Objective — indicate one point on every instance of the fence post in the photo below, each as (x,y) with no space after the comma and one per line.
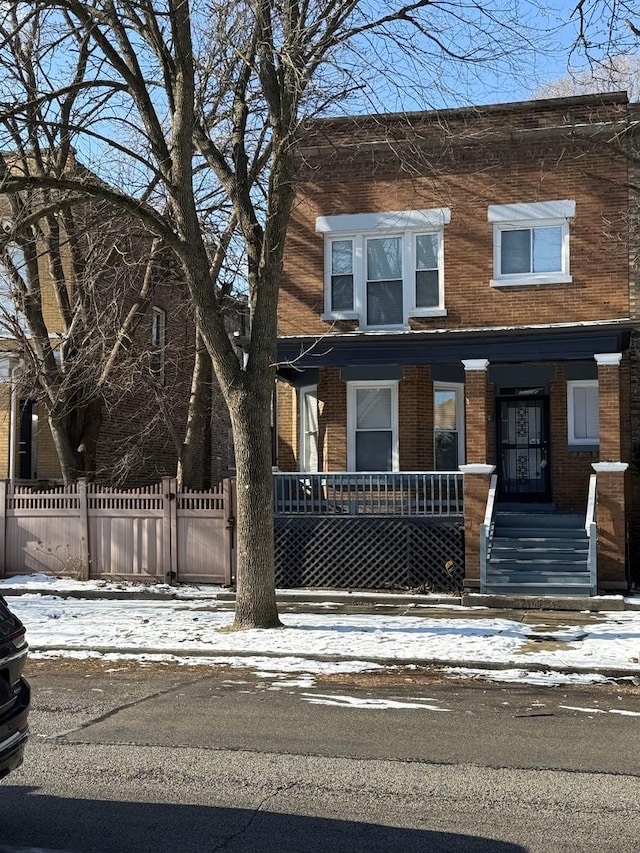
(3,528)
(229,528)
(173,510)
(167,497)
(85,546)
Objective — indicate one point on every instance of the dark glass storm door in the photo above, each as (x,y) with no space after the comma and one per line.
(523,448)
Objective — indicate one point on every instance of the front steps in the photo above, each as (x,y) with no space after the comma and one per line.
(538,553)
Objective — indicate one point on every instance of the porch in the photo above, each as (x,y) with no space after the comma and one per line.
(542,408)
(370,530)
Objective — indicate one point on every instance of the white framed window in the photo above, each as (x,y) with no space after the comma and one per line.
(583,414)
(381,269)
(308,421)
(372,426)
(531,242)
(158,342)
(448,426)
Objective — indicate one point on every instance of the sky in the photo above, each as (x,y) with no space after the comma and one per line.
(321,637)
(529,43)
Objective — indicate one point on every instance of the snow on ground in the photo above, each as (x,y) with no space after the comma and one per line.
(191,629)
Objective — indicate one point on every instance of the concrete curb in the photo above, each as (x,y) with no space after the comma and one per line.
(488,666)
(491,602)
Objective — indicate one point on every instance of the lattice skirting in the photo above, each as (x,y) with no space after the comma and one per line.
(370,553)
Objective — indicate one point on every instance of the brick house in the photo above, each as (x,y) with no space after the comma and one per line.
(146,406)
(459,298)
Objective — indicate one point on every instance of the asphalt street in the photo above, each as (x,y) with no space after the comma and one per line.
(176,759)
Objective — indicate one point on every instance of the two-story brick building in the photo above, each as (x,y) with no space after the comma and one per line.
(460,298)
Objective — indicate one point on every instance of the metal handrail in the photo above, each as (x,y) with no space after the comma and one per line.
(591,528)
(369,493)
(486,531)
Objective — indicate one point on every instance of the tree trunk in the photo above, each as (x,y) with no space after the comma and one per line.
(191,464)
(255,594)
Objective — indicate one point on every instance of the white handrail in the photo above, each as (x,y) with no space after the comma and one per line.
(591,503)
(486,532)
(591,529)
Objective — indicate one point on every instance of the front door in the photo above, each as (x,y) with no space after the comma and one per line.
(523,443)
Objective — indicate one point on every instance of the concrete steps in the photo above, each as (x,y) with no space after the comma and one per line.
(539,553)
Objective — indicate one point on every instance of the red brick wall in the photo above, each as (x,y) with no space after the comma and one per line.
(467,174)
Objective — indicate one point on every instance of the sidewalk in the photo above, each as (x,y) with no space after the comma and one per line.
(332,631)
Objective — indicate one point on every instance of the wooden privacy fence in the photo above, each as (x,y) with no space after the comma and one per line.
(90,531)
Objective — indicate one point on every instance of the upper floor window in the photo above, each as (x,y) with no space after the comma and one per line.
(531,242)
(382,269)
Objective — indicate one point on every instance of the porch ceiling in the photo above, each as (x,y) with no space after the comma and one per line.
(564,343)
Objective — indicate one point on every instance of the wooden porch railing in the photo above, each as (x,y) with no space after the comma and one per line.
(383,493)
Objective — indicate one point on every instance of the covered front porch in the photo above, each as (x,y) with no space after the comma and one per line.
(527,424)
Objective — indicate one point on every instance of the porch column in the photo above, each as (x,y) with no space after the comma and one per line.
(477,473)
(611,474)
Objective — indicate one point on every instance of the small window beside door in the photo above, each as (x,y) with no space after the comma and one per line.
(583,417)
(308,409)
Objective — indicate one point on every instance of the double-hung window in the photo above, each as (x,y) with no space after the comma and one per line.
(583,416)
(372,426)
(308,408)
(531,242)
(382,269)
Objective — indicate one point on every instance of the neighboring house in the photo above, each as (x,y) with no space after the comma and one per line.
(459,296)
(146,404)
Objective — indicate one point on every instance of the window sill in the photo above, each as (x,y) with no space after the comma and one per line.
(336,316)
(420,313)
(531,280)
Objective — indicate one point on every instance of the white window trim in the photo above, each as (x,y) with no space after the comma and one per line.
(543,214)
(159,325)
(352,387)
(303,392)
(458,387)
(408,224)
(572,440)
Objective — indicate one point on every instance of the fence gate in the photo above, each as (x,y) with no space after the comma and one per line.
(91,531)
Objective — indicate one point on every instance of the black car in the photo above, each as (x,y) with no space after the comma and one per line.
(15,693)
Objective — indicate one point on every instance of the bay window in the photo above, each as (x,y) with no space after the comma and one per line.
(384,268)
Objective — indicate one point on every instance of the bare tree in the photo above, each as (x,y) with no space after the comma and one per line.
(193,114)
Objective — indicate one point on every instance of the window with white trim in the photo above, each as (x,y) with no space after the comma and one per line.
(531,242)
(308,409)
(583,415)
(158,341)
(381,269)
(372,426)
(448,426)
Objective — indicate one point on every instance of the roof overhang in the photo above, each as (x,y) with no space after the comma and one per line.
(505,346)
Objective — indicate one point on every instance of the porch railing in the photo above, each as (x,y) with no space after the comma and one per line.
(591,529)
(486,531)
(385,493)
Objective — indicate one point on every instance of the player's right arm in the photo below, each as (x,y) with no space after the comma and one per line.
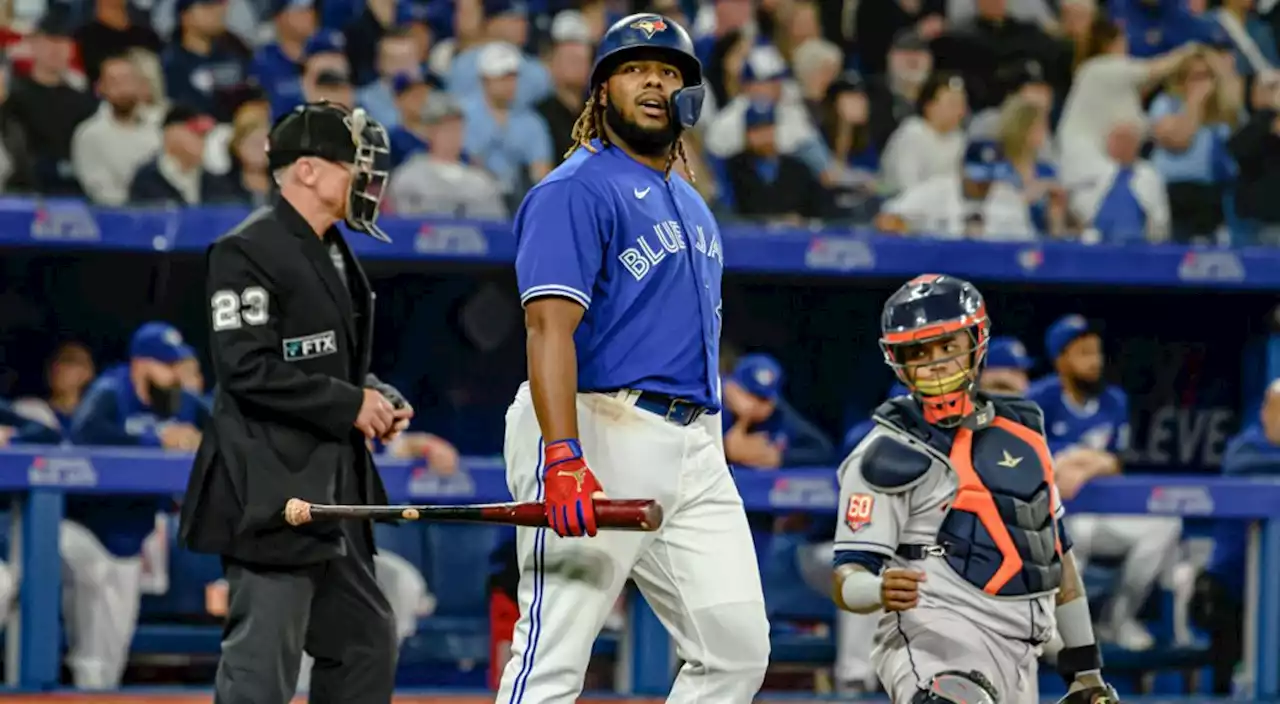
(874,498)
(246,347)
(561,231)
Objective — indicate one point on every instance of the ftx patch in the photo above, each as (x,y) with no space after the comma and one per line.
(310,346)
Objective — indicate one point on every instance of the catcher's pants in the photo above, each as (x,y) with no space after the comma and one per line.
(406,590)
(100,607)
(855,632)
(698,572)
(909,657)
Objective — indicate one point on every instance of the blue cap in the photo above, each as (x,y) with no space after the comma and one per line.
(1065,332)
(160,342)
(325,42)
(1008,353)
(760,114)
(411,12)
(494,8)
(760,375)
(402,82)
(183,5)
(283,5)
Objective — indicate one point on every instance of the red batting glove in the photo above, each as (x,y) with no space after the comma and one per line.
(570,487)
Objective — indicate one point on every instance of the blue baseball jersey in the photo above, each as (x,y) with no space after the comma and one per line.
(1102,423)
(644,256)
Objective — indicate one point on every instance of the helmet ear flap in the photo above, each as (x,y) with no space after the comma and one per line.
(686,105)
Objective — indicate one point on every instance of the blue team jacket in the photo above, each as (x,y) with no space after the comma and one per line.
(112,414)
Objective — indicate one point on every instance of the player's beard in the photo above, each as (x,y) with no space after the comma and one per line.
(643,141)
(1091,388)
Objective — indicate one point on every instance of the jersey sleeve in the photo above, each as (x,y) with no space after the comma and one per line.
(561,234)
(869,521)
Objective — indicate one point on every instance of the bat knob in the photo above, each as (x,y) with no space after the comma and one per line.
(297,512)
(653,517)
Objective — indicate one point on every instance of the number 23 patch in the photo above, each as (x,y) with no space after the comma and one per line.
(858,513)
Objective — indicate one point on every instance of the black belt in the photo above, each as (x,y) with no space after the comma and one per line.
(679,411)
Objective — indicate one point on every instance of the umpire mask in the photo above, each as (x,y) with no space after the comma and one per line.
(342,136)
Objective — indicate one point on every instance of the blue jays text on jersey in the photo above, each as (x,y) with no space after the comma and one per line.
(643,255)
(112,414)
(1101,423)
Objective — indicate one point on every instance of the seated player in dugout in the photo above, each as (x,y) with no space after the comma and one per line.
(762,430)
(140,403)
(952,526)
(1087,426)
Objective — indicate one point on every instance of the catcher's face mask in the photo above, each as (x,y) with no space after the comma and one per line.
(370,174)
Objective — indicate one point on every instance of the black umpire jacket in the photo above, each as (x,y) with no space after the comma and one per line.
(291,353)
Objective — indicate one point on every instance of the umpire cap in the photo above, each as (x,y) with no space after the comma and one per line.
(330,132)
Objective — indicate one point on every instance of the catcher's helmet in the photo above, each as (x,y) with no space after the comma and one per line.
(929,307)
(334,133)
(656,35)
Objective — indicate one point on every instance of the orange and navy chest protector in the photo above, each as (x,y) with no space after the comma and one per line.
(999,533)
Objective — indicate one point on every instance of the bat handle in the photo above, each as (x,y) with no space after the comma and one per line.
(297,512)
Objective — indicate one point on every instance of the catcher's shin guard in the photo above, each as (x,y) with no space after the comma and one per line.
(1105,694)
(958,688)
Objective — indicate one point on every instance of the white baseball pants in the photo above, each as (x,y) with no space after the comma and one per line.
(100,607)
(698,572)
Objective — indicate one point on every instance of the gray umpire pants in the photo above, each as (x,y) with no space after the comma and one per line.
(334,611)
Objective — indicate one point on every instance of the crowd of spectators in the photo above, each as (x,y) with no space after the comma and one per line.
(1006,119)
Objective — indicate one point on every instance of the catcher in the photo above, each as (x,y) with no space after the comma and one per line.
(952,524)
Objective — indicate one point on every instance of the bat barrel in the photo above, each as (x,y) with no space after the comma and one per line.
(641,515)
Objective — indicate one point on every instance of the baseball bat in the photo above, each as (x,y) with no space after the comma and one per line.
(638,515)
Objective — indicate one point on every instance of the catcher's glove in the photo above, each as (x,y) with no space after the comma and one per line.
(1105,694)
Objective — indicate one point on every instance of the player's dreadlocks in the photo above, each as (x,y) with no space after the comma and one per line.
(589,126)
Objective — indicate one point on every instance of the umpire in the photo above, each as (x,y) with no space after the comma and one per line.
(291,318)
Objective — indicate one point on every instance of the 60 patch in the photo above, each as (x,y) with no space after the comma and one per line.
(858,513)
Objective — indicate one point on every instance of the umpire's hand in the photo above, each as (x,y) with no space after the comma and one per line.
(376,415)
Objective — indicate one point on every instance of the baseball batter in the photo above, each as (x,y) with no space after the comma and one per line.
(618,263)
(952,522)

#####

WORK TO COMPLETE: Output, unchanged, only the lines from the one that holds "Objective — indicate one point on every instance of the umpire's" through the last line of the material above.

SOLUTION FOR THIS TASK:
Objective — indicate one point on every instance of the umpire's hand in the photo above, each as (x,y) with no space after the comma and one per line.
(376,415)
Objective — indicate one point on every instance of the baseball batter in the photo above, each as (x,y) with no space after the comma and one per line.
(618,263)
(952,522)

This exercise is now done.